EXERCISE PROMPT
Please set down, word for word, each line from the one containing "If you could tag the hospital gown" through the final line of the records below, both included, and nothing else.

═════ RECORDS FOR THE EXERCISE

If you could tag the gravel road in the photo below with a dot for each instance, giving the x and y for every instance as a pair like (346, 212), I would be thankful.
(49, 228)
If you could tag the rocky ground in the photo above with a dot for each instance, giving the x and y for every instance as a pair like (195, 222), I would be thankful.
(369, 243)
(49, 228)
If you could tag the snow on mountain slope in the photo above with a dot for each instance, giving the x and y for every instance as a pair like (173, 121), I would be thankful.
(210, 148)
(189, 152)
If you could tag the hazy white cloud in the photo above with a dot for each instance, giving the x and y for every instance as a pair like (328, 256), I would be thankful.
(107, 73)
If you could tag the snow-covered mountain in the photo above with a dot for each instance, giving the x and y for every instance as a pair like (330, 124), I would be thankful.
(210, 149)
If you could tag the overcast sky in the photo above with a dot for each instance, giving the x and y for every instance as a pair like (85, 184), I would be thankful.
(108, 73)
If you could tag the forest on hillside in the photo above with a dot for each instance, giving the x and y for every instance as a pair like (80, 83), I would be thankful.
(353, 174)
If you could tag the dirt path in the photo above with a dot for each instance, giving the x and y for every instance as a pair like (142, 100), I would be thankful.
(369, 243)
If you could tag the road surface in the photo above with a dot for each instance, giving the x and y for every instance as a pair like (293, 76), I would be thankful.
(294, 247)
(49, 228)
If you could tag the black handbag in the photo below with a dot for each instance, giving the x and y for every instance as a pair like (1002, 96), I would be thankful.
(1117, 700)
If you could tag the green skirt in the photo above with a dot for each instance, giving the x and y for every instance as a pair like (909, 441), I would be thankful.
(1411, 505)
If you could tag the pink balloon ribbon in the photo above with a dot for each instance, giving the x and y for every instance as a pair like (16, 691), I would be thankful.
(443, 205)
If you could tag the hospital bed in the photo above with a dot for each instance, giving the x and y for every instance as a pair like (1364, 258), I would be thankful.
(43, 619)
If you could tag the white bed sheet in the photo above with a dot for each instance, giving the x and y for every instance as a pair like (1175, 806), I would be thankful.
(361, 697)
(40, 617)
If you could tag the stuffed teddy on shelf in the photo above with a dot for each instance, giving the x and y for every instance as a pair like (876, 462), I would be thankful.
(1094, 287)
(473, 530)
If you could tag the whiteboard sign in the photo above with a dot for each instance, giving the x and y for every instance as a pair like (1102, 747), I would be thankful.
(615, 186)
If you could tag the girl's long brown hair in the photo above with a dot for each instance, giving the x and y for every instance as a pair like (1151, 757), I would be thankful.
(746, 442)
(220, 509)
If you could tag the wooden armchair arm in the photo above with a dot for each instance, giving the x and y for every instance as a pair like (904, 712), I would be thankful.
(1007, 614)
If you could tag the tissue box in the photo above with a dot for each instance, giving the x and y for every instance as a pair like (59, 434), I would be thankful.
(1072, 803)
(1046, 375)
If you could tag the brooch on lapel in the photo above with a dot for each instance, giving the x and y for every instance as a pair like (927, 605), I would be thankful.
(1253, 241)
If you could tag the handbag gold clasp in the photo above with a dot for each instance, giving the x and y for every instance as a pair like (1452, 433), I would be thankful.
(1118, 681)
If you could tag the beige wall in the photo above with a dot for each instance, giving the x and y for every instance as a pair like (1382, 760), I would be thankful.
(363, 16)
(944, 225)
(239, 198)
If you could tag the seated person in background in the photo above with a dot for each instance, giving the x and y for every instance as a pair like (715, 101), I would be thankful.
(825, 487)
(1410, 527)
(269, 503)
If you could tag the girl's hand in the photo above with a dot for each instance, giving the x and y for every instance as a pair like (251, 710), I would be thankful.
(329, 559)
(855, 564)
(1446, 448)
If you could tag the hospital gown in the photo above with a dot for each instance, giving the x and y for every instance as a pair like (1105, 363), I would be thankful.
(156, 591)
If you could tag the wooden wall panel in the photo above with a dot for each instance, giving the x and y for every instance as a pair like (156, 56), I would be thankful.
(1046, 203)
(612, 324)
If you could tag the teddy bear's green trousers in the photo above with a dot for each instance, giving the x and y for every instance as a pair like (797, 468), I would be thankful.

══════════

EXERCISE SOLUTION
If you could tag the hospital gown in the photo above with a dot for each instance, giving the x and y for every instance as a pair like (1105, 363), I would be thankful.
(156, 591)
If you could tag the wooden wall panel in the photo above with a dot for each instance, giving the x and y for every instance as a pair like (156, 56), I would be thankful.
(1046, 203)
(612, 324)
If you could tag the teddy bear's green trousers in the photo above with a dot for each instance, giving the x and y for every instance as a pair like (797, 468), I would be thankful.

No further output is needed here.